## WHAT THE TASK REQUIRES
With the line containing "Please tag the clear" as the starting point, write out each line exactly through the final line of the listing, both ends included.

········

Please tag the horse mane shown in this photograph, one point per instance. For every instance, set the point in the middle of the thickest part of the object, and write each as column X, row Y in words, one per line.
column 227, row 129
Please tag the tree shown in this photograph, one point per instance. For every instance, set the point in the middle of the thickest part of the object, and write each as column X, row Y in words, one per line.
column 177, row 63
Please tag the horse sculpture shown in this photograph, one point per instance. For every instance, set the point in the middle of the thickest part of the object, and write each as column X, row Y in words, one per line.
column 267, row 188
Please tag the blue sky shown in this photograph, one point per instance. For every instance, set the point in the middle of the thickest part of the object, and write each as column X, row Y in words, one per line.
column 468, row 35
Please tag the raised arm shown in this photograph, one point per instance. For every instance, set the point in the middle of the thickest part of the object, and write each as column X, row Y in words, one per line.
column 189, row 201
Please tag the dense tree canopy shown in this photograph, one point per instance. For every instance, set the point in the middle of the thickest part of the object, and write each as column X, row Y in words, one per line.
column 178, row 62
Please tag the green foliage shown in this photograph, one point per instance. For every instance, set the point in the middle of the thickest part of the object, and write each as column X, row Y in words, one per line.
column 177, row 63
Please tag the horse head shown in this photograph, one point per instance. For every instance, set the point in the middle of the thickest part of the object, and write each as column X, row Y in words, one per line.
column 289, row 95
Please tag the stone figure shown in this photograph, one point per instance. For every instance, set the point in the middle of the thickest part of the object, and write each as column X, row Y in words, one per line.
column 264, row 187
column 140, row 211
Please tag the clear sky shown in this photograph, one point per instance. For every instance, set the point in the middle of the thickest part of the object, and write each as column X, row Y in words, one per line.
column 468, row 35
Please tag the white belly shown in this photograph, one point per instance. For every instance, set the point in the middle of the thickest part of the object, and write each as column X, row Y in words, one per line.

········

## ANSWER TO THE EXERCISE
Please tag the clear sky shown in this photograph, one point per instance. For every instance, set the point in the middle of the thickest part of the object, and write each as column X, row Y in words, one per line.
column 468, row 35
Please tag the white belly shown in this photograph, one point per instance. For every instance, set the point in the middle of the thickest part of the object, and write each as column X, row Y in words, one per line.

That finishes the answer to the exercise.